Puis il reste les invités de marque sans qui cette compilation se serait vue amoindrie : Flying Lotus vient défendre la cause du hip-hop (et aussi préparer sa venue au Sonar Festival en compagnie de la délégation de Mary Anne Hobbs) avec la force qu’on lui connaît ; Ben Frost tente l’isolement noise/hip-hop avec réussite tandis que Wiley défroque son grime avec une lourde production typée jungle. Claro Intelecto clôture cet compilation comme il a clôturé son album (Metanarrative, que je vous conseille tout particulièrement) : avec un « Beautiful Death » à la personnalité débordante, posé et langoureux.

Entrées tirées d'une collection:

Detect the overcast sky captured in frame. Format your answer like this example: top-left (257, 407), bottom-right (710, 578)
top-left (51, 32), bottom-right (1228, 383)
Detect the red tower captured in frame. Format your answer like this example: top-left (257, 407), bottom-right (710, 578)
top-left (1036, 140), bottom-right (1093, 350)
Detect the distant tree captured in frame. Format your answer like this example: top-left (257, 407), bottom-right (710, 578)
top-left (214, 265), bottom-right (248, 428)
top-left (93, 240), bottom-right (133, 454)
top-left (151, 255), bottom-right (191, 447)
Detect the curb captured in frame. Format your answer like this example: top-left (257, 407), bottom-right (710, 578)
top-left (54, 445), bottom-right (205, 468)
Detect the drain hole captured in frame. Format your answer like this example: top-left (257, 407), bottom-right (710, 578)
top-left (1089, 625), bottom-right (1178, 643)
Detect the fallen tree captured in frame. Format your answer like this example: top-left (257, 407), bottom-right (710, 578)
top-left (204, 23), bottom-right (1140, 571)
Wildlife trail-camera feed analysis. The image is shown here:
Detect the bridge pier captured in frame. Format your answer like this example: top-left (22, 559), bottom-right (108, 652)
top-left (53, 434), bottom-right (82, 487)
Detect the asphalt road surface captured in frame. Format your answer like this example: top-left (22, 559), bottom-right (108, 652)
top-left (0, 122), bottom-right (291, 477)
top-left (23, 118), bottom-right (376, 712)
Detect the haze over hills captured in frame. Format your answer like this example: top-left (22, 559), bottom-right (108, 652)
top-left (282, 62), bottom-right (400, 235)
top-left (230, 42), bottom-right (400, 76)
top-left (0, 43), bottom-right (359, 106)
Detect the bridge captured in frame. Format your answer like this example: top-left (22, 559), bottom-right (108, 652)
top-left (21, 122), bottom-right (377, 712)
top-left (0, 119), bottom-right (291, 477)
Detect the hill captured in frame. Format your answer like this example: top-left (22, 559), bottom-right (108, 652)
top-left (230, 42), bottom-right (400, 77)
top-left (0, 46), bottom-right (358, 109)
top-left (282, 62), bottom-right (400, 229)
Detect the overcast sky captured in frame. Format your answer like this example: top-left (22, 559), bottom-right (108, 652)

### OBJECTIFS
1. Résumez en deux phrases l'extrait sur la compilation.
2. Poursuivez l'extrait sur la compilation en partant de sa dernière phrase.
Les données forment un ensemble à part, sans lien avec l'extrait.

### CORRIGÉ
1. Des invités de marque enrichissent la compilation : Flying Lotus y défend le hip-hop, Ben Frost réussit un mélange noise/hip-hop et Wiley livre une lourde production typée jungle. Claro Intelecto la referme avec « Beautiful Death », un morceau posé et langoureux à la forte personnalité.

2.
Il n’en fallait pas plus pour obtenir sans surprise une compilation de très grand standing, qui n’est logiquement que le point d’ancrage pour bien débuter une apnée dans les grandes étendues sous-terraines de cette scène à haut potentiel. Seul le sérieux de Mary Anne Hobbs pouvait assurer à cette série de compilation le succès et la gloire qu’elle mérite, voilà à nouveau chose faite. En attendant le troisième volet de la série, Evangeline recadre admirablement bien les choses pour permettre à tous les auditeurs, expérimentés ou non, de se diriger sur la bonne voie. Merci Madame.